Start of EXTRACTED RECORDS

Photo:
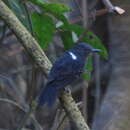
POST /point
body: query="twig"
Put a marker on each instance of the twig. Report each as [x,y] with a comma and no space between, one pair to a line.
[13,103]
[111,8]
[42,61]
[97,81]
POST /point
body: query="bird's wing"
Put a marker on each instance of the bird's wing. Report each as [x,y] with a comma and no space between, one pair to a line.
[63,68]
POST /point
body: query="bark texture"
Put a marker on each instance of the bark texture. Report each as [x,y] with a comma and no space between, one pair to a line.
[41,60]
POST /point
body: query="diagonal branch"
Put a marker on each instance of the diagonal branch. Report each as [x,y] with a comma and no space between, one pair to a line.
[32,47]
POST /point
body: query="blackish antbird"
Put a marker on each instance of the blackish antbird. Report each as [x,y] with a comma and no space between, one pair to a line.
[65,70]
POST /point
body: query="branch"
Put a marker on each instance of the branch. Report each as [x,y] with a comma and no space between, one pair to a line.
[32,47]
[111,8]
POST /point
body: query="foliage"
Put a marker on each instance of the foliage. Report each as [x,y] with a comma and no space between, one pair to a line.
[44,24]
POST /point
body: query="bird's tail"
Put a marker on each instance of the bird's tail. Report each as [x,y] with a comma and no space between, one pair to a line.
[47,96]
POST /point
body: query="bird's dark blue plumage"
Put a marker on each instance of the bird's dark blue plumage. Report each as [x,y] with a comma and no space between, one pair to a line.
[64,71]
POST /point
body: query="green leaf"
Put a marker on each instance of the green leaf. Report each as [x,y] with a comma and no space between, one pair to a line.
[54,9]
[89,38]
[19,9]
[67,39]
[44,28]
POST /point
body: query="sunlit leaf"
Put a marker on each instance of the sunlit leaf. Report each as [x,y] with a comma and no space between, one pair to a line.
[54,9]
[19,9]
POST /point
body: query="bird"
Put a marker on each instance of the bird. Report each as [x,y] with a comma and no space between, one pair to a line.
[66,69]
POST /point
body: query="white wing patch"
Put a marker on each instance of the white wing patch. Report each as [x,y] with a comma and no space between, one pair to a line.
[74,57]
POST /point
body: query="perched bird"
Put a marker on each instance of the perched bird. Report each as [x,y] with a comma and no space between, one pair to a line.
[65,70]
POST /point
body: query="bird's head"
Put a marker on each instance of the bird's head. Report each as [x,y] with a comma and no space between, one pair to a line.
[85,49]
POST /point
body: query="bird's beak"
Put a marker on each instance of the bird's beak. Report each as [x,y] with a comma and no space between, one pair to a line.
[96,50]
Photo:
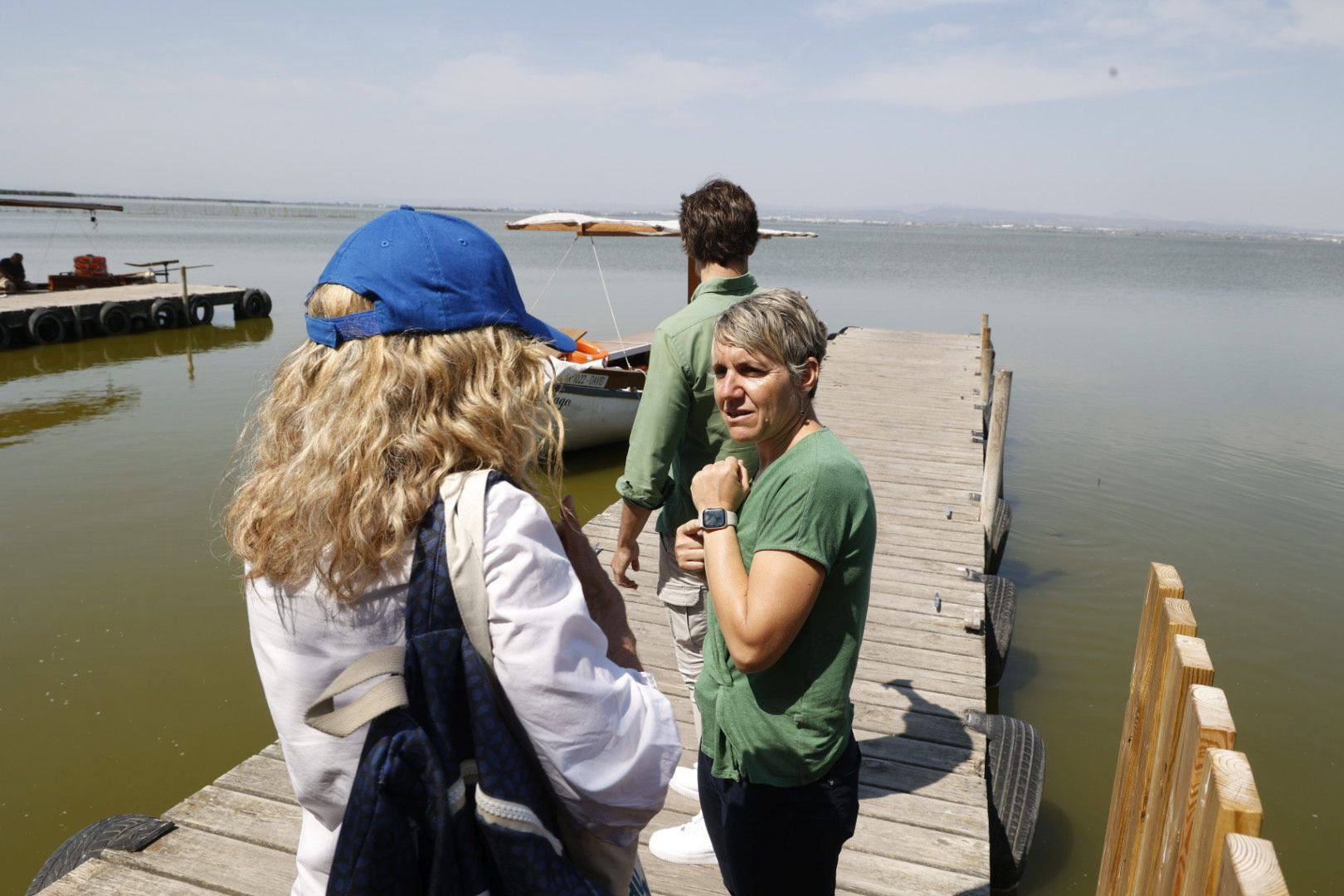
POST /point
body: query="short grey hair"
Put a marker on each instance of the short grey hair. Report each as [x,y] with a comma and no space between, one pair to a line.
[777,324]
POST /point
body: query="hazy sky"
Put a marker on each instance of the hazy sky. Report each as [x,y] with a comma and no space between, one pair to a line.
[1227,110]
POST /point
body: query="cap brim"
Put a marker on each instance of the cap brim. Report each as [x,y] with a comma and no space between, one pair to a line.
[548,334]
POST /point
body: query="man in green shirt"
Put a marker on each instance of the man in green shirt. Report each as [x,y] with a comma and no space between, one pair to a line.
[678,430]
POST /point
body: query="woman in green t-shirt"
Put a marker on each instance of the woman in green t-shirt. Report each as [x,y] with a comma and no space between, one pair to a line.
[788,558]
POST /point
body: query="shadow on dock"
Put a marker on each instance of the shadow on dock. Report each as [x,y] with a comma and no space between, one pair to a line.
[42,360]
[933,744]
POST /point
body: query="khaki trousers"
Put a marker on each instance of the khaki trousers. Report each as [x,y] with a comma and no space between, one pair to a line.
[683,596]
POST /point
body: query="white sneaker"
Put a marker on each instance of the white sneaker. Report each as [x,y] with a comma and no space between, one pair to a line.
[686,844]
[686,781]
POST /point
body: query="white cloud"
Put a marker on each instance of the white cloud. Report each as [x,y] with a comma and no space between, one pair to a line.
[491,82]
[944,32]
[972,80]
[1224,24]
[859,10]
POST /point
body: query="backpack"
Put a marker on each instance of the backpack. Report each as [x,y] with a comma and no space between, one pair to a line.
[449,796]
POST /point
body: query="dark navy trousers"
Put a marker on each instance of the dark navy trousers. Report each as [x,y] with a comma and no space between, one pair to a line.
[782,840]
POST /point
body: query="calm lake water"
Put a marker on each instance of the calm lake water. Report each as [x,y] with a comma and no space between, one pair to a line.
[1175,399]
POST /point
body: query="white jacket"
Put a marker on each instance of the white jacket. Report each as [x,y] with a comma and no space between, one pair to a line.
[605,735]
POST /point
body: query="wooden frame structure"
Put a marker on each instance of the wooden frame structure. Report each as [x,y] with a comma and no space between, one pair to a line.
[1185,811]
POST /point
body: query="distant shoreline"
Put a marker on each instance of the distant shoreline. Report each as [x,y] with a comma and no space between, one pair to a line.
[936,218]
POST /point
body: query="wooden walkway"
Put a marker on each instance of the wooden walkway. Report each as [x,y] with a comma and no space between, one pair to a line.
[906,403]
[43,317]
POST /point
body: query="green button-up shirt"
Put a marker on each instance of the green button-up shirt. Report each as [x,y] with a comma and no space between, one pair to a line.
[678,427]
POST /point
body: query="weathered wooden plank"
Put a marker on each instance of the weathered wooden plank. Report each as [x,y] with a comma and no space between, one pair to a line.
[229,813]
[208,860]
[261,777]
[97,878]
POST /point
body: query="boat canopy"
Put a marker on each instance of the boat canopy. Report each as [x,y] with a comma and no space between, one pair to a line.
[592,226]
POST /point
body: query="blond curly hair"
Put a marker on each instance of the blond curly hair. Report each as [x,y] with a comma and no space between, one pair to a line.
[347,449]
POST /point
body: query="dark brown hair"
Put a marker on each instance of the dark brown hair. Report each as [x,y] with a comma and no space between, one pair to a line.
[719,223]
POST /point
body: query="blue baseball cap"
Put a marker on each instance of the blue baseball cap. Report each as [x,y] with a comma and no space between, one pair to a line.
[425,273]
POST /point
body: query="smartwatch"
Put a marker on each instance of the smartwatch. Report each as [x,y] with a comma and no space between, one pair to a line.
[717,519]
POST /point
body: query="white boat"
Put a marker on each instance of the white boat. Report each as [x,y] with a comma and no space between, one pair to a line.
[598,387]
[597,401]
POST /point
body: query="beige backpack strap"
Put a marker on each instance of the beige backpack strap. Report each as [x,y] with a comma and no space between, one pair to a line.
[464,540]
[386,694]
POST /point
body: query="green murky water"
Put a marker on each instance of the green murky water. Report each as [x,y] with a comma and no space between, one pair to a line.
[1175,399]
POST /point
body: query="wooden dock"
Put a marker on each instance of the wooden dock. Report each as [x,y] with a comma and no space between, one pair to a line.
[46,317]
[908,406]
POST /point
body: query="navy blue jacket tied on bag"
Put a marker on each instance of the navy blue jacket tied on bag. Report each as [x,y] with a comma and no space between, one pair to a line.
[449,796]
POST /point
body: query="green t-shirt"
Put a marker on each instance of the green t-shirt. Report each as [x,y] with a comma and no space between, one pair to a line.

End of EXTRACTED RECORDS
Start of EXTRACTED RECORDS

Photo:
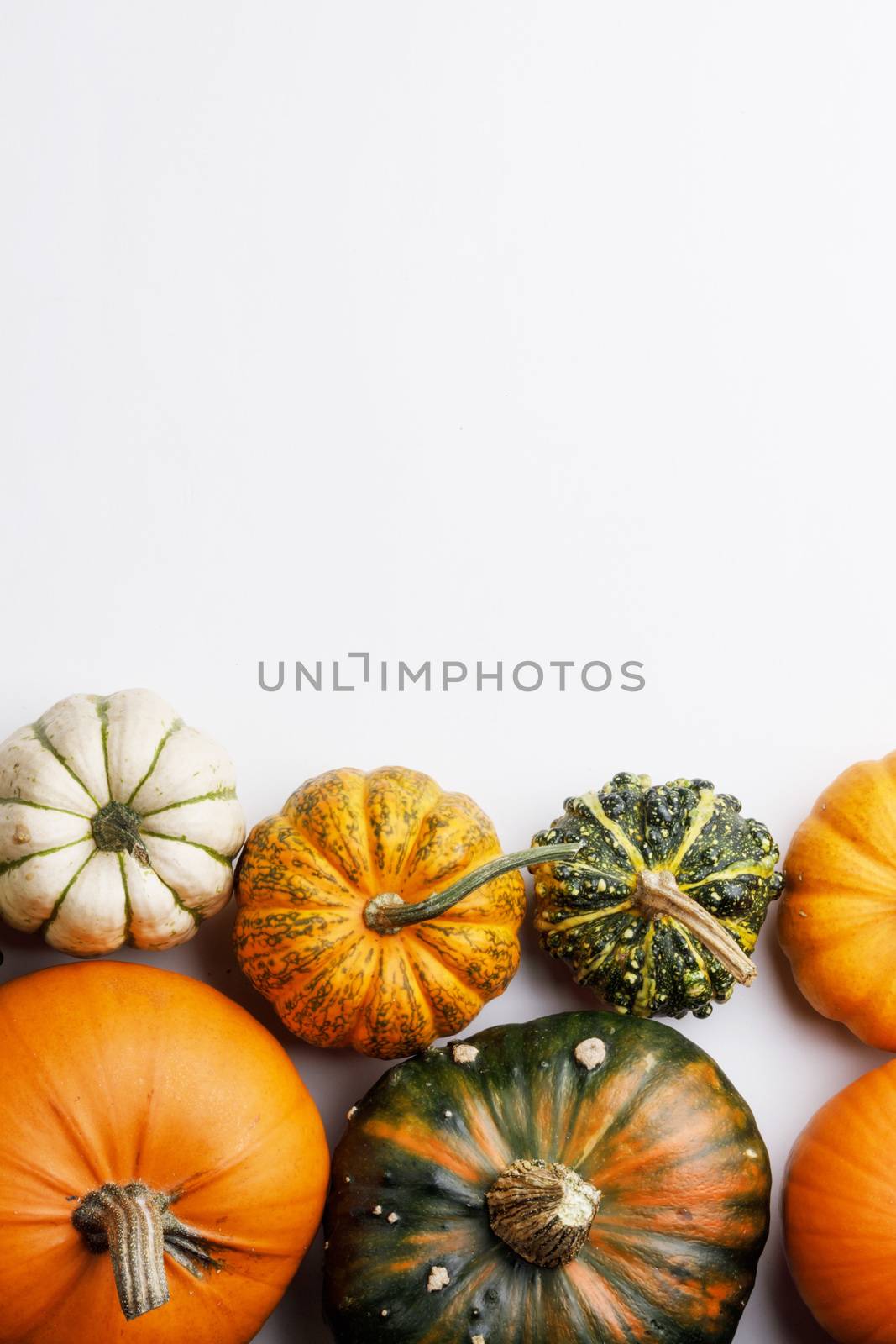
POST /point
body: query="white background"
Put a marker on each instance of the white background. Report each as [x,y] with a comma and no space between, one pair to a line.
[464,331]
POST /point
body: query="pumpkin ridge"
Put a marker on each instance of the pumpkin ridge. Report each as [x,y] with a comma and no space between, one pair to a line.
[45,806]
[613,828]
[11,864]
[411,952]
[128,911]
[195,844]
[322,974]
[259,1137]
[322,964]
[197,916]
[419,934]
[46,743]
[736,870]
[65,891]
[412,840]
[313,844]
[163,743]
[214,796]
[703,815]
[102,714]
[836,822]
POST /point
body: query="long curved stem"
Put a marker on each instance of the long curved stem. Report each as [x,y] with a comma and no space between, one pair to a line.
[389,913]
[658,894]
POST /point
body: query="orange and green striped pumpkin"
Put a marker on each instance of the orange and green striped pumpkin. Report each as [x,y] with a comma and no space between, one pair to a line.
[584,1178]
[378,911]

End of EXTRACTED RECORDS
Start of EXTRACTED RECORDS

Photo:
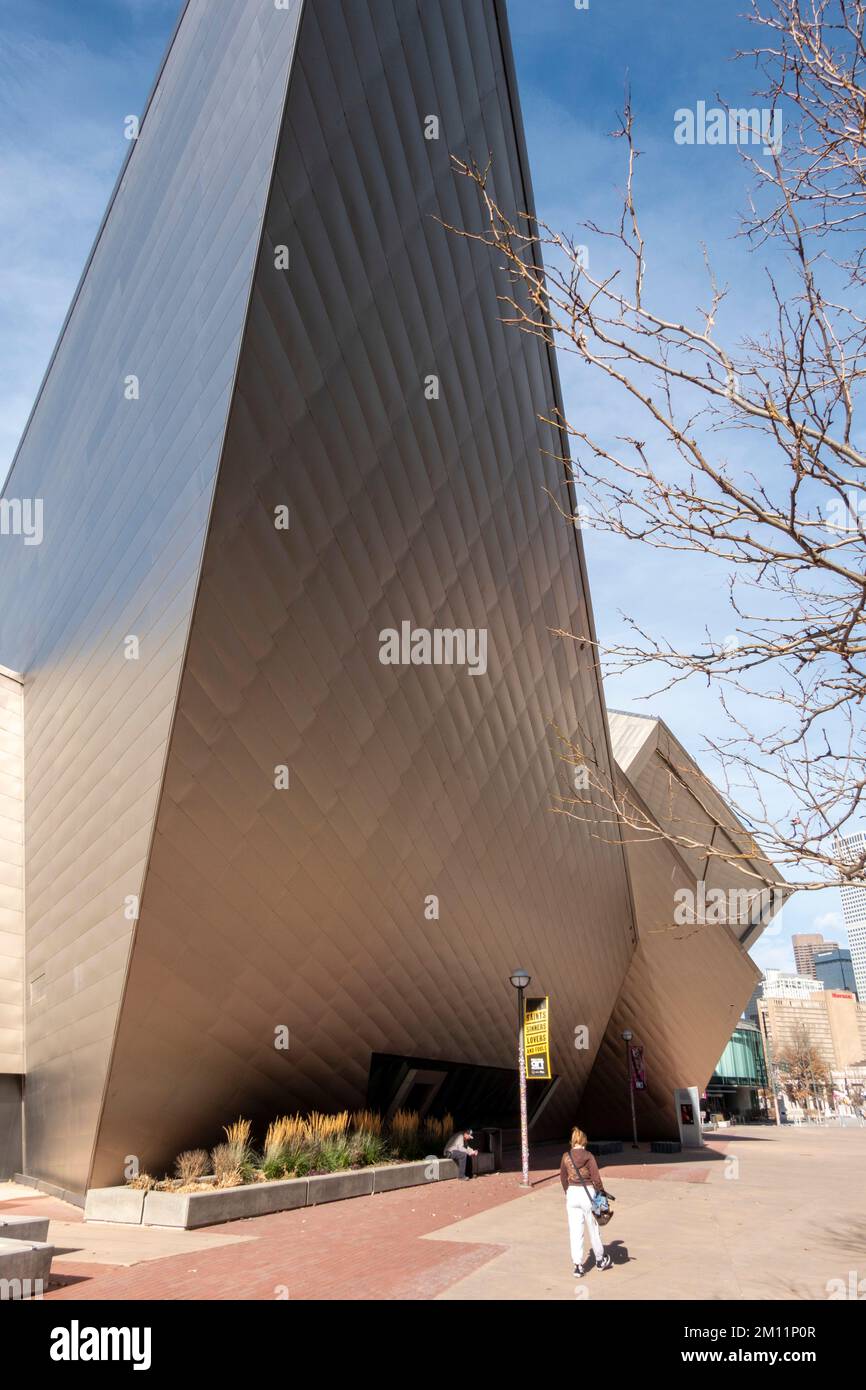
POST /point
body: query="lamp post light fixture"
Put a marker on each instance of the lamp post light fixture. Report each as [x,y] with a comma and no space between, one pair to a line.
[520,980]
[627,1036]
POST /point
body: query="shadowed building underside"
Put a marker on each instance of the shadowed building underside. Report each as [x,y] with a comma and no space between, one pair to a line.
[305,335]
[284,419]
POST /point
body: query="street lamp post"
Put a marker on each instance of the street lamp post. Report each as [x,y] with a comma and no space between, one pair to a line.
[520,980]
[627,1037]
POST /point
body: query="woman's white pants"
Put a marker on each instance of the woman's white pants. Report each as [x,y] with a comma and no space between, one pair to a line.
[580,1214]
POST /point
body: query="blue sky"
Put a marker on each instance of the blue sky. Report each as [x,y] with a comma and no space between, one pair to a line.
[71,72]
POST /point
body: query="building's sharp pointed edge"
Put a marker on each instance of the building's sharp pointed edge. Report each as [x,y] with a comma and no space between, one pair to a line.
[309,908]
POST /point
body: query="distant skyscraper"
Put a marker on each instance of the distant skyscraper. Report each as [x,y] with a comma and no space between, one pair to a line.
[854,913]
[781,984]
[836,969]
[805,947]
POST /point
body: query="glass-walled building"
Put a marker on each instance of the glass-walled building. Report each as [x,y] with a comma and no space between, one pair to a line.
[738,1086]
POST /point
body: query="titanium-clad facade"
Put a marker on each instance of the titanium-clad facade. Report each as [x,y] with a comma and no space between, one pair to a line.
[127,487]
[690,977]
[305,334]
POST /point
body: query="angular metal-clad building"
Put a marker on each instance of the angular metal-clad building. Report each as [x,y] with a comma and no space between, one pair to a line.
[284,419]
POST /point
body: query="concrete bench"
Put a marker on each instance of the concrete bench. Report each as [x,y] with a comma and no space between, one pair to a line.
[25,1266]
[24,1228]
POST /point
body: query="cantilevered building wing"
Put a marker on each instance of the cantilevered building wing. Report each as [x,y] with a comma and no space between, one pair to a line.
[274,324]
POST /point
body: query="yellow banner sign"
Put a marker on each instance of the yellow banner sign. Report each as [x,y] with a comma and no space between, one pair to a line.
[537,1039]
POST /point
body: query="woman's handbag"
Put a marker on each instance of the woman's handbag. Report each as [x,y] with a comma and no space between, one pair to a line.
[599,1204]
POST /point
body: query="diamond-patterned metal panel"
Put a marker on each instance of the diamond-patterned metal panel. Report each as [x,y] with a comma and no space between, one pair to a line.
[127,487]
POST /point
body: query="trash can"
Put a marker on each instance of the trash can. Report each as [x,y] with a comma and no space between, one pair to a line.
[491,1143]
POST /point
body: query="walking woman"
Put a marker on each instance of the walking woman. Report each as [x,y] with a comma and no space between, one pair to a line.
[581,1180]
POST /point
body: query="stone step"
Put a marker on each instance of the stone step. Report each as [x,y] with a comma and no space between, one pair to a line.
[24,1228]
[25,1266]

End of EXTRACTED RECORDS

TASK GOAL = Pull out every line of the entries above that contains the word "pointed", and copy each one. Case counts.

EXERCISE RESPONSE =
body: query="building's sharp pointed edge"
Put a marker on each instance of the building's sharp pointed edge. Report each as [x,y] with a comma and no space between, one pair to a line.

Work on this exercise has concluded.